*Task statement*.
An exact transcription of all the records is required, minus the images.

*** Data under study ***

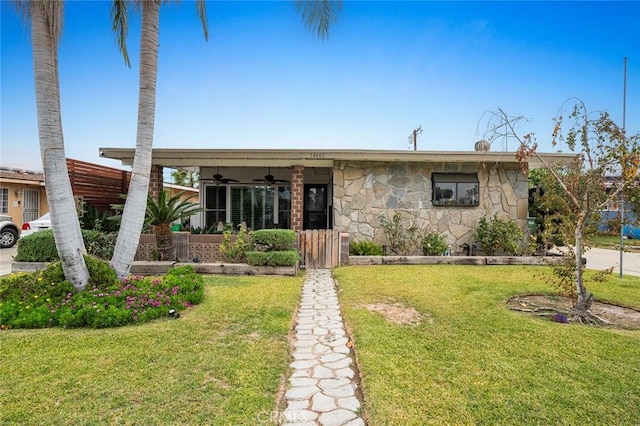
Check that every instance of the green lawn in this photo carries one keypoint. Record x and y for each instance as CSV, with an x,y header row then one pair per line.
x,y
221,363
476,362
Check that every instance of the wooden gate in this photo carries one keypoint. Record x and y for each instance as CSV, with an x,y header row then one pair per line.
x,y
320,248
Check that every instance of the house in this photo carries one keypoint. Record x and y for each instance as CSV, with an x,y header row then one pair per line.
x,y
22,194
348,190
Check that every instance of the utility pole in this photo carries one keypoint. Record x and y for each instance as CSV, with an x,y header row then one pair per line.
x,y
624,117
414,137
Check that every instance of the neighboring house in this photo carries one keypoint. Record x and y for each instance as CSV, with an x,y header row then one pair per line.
x,y
348,190
22,194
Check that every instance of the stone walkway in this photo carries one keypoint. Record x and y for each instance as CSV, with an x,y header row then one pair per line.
x,y
322,388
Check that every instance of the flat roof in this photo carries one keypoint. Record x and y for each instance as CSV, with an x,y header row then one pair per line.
x,y
179,157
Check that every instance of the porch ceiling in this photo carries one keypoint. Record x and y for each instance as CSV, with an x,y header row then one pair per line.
x,y
168,157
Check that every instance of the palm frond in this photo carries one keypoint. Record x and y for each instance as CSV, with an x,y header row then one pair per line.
x,y
201,9
319,14
120,25
170,208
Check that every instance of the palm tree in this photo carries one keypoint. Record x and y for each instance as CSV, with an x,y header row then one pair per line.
x,y
162,213
133,214
46,27
317,15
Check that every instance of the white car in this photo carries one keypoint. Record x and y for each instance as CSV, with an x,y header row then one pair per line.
x,y
40,224
8,231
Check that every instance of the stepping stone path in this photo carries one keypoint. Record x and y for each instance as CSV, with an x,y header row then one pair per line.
x,y
322,388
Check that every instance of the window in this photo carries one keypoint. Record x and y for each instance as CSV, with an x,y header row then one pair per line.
x,y
215,205
455,189
4,200
259,207
315,207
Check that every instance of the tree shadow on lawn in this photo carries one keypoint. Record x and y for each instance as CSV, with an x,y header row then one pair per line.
x,y
558,309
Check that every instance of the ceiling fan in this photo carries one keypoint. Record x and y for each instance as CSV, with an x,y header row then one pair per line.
x,y
269,179
218,179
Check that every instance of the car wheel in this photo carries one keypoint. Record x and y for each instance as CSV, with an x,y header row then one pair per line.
x,y
8,238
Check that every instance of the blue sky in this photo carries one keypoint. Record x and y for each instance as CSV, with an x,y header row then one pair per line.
x,y
263,80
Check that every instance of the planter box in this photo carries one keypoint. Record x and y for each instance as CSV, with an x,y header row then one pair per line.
x,y
242,269
159,268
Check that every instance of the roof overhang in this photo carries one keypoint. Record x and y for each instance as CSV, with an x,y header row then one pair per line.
x,y
177,158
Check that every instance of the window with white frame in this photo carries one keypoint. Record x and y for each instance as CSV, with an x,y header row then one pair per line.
x,y
455,189
257,206
4,200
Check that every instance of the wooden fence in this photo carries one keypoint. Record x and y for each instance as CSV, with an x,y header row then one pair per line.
x,y
319,248
323,248
98,186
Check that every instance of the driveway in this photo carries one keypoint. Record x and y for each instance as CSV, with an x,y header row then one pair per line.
x,y
6,257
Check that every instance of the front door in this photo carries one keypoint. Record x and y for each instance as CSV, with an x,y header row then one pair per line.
x,y
30,205
315,207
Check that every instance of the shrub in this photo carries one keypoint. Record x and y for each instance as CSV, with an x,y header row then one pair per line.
x,y
45,299
402,241
364,248
273,258
235,249
499,235
41,246
37,247
434,244
275,239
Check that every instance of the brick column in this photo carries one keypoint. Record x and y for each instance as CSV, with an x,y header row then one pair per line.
x,y
155,181
297,199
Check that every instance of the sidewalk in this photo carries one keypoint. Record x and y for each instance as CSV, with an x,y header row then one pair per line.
x,y
322,388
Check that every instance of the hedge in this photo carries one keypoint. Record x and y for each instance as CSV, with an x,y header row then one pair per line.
x,y
273,258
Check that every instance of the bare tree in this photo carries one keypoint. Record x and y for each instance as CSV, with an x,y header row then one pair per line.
x,y
604,168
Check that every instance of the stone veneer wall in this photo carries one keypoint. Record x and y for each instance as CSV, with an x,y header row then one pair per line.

*** End of Data under study ***

*Answer to the problem*.
Check that every instance of the green lawn in this photo carries one keypoint. Record x and y for each instance as CSV, with an x,y header row then one pair per line.
x,y
221,363
476,362
Check that every instance of the wooden gate in this photo carries one keypoint. Record x and y for each instance as CSV, with an x,y header row then one pair per line.
x,y
320,248
Check that every instance of the house in this photo carries one keypoint. Record x and y for each instance as CSV, with an x,y header row then one pair per line.
x,y
22,194
348,190
Check that every instance of the utility pole in this photo carries one keypoint. Record x and y for each instance as CSV, with an x,y header row then one pair per line.
x,y
624,117
414,137
Check that every instance of the neighboring house in this photo carries one keypoint. Record x and y for each instance as CSV, with an x,y header row then one pair per line.
x,y
348,190
22,194
Check that every instance of the stone walkway in this photo carries one keypoint. Record x and y for each instance as CSV, with an x,y header row then one pair per line.
x,y
322,388
Check that every instance of the flat roof in this photo carries one keypoint. Record x and y for each instance as CSV, with an x,y header row then one pair per line.
x,y
179,157
Check that every instance of the porch ceiling in this photo carries one keypoint. Record x and y for each instance as CSV, with an x,y header row then one pair per line.
x,y
168,157
Check that every instance of the palm frond in this photo carries one keypoint. Record x and y for each instance as CSV, with an x,y header row then one pair per line.
x,y
201,9
319,14
120,25
170,208
Check that every instance of the palm tree in this photo carries one keypoint. Record x and y for each instance as CSV, with an x,y header row then one pair per line.
x,y
162,213
133,214
46,27
317,15
Check that every instance of the white car in this photo carries one keypoint. Record x and y for each instance as CSV, with an x,y header row then one pair per line.
x,y
40,224
8,231
Check that every instance of the stepping stone path in this photo carries one keypoint. Record x and y for each instance as CSV, with an x,y header row then one pair per line.
x,y
322,388
Check that every instance of the window in this photo carries one keypoint. Record x and y for each instance as CSV, with an x,y header row then one pair per line.
x,y
215,205
455,189
4,200
259,207
315,207
Check that every instance of the tree shadow on lawn in this photo carries one keypoint. Record x and y for each instance as CSV, with an x,y header row then one pair per line.
x,y
558,309
Check that every instance of the ceiling fan in this photo carries one keypoint. Record x and y for each instance as CSV, with an x,y header row then one pair per line.
x,y
269,179
218,179
Check that every instance of the car wheel in this photo carries one keypoint. Record x and y for each instance as CSV, with an x,y header row then one pair per line.
x,y
8,238
Check that every instance of the blue sky in this photo carries one keypoint. Record x and y for each instance as CSV, with an x,y header row then one pair per line.
x,y
263,80
Check that every instance of the planter box in this photo carries one keypoint. Record x and y for each instance as CSV, with an x,y header row then one pair per line.
x,y
242,269
159,268
Check that every instance of the roof overhang in this photo carries one keypoint. Record x and y for each instance as CSV, with an x,y header row then one pair per line.
x,y
177,158
Check that every instance of the window with white frame in this photo carries one keypoint. Record x and y for each instance as CSV, with an x,y header row then one pair per line.
x,y
455,189
257,206
4,200
Check that every instance of the wooden fence in this photo carries one keypoint. Record x and y for each instance as CSV, with an x,y header row then one pair per line.
x,y
319,248
323,248
98,186
Check that every instance of the driveway in this photo carries one keypoint. Record x and y for each instance as CSV, with an x,y header row then one pair per line.
x,y
6,257
Check that every instance of the front door in this photo carries one keypoint. Record x and y for each instance as CSV, with an x,y header row then one pair per line.
x,y
30,205
315,207
Check that every instance of the shrub in this photo carries one keypoint. Record x and y for each instance as CSV, with an x,y header row then one pair per line.
x,y
45,299
402,241
364,248
273,258
235,249
499,235
41,246
37,247
434,244
275,239
Check that every instance of the brick column in this photo carries one keypoint. Record x and y for each instance as CSV, with an x,y header row then one pair per line.
x,y
155,181
297,199
Check that every instance of the sidewalk in this photo carries one keypoint. Record x and y for each instance as CSV, with an x,y header row then one pair per line.
x,y
322,388
Check that every instance of the hedge in this photo carries one keypoint. Record x and y for each instance as CSV, with an x,y header row then one pair per line.
x,y
273,258
Check that every instance of the bare tree in this photo carries one keypoint. Record x and y for each instance as CSV, with an x,y header row then one pair per line.
x,y
604,168
Check that every instance of the stone veneer wall in this photo carries one keypoint. Record x and y for each instance as CSV, with an x,y header row then one pair per line.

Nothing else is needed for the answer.